• **What is expected**
Write out exactly the lines running from the line that includes "Identify the black" to the end of the data, both ends included, and nothing besides.

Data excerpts

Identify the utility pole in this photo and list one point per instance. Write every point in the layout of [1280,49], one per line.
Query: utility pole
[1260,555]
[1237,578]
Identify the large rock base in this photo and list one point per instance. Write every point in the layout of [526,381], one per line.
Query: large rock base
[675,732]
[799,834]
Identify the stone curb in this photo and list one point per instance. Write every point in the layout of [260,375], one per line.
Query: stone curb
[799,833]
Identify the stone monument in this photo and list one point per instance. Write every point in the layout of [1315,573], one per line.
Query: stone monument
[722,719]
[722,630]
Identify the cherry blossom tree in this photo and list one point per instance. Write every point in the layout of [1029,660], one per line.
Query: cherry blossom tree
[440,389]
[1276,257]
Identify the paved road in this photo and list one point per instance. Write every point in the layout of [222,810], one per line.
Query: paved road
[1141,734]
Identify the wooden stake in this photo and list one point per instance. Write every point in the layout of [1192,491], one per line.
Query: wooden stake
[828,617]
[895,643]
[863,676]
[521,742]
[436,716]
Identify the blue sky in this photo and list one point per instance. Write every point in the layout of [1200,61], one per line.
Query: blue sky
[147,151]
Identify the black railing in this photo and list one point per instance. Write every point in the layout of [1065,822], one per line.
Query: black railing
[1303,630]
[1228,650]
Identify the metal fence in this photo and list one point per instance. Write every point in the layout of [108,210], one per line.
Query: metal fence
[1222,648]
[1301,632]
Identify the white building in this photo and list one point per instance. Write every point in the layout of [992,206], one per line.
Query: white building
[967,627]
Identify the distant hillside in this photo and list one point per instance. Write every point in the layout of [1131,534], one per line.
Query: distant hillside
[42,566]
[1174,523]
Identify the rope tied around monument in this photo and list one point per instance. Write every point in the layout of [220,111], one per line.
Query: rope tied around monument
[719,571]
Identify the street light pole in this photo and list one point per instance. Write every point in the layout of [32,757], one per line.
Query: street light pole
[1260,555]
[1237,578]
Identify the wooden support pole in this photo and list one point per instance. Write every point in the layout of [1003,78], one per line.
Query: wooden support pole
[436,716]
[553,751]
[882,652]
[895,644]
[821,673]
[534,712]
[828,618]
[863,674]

• **Solution**
Identify the black railing in this photo and list one point per instance. Write every point in the layout of [1065,822], one per line.
Query: black railing
[1303,630]
[1228,650]
Identify the metal fence in this photo and list one point per instance. Write every point in the layout of [108,210], one per line.
Query: metal fence
[1222,648]
[1301,632]
Identify the white building in this photo and list one point per instance. Write every point in the layout of [992,206], one per line.
Query: white building
[967,627]
Identify the distant hillside in this photo and list one point per instance. Write every point in the layout of [1131,534], one per line.
Query: distant hillside
[42,566]
[1174,523]
Identify the rope tied around monument in this photo and list one point per instance. Write every point in the layout of [220,111], one per line.
Query: rope tied around monument
[719,571]
Identify the street light pole in this photo and list one point per instance. Write every point in the layout of [32,757], one per line.
Query: street light pole
[1260,555]
[1237,578]
Identify the wooden support pole in this photo and list one point per instance. Write every point in the layout of [1003,78], one per line.
Query: wooden support pole
[436,716]
[553,751]
[882,652]
[895,644]
[821,673]
[534,712]
[828,618]
[863,674]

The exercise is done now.